# Scientific analysis reveals companies in control of global economy ;)



## Luke (Oct 17, 2010)

AS PROTESTS against financial power sweep the world this week, science may have confirmed the protesters' worst fears. An analysis of the relationships between 43,000 transnational corporations has identified a relatively small group of companies, mainly banks, with disproportionate power over the global economy.

The study's assumptions have attracted some criticism, but complex systems analysts contacted by New Scientist say it is a unique effort to untangle control in the global economy. Pushing the analysis further, they say, could help to identify ways of making global capitalism more stable.

The idea that a few bankers control a large chunk of the global economy might not seem like news to New York's Occupy Wall Street movement and protesters elsewhere. But the study, by a trio of complex systems theorists at the Swiss Federal Institute of Technology in Zurich, is the first to go beyond ideology to empirically identify such a network of power. It combines the mathematics long used to model natural systems with comprehensive corporate data to map ownership among the world's transnational corporations (TNCs).

"Reality is so complex, we must move away from dogma, whether it's conspiracy theories or free-market," says James Glattfelder. "Our analysis is reality-based."

Previous studies have found that a few TNCs own large chunks of the world's economy, but they included only a limited number of companies and omitted indirect ownerships, so could not say how this affected the global economy - whether it made it more or less stable, for instance.

The Zurich team can. From Orbis 2007, a database listing 37 million companies and investors worldwide, they pulled out all 43,060 TNCs and the share ownerships linking them. Then they constructed a model of which companies controlled others through shareholding networks, coupled with each company's operating revenues, to map the structure of economic power.

The work, to be published in PloS One, revealed a core of 1318 companies with interlocking ownerships (see image). Each of the 1318 had ties to two or more other companies, and on average they were connected to 20. What's more, although they represented 20 per cent of global operating revenues, the 1318 appeared to collectively own through their shares the majority of the world's large blue chip and manufacturing firms - the "real" economy - representing a further 60 per cent of global revenues.

DATA TO PROCESS »

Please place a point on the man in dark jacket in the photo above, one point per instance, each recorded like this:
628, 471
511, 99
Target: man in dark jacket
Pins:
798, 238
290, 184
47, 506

DIRECTIVE 1 » Could you repeat the part of the corporate control post starting with "Previous studies have" and going on through "of economic power."?
DIRECTIVE 2 » Switch "man in dark jacket" to "person in dark coat" throughout the records, and give their lines again with nothing else changed.

EXPECTED OUTPUT 1 »
Previous studies have found that a few TNCs own large chunks of the world's economy, but they included only a limited number of companies and omitted indirect ownerships, so could not say how this affected the global economy - whether it made it more or less stable, for instance.

The Zurich team can. From Orbis 2007, a database listing 37 million companies and investors worldwide, they pulled out all 43,060 TNCs and the share ownerships linking them. Then they constructed a model of which companies controlled others through shareholding networks, coupled with each company's operating revenues, to map the structure of economic power.

EXPECTED OUTPUT 2 »
Please place a point on the person in dark coat in the photo above, one point per instance, each recorded like this:
628, 471
511, 99
Target: person in dark coat
Pins:
798, 238
290, 184
47, 506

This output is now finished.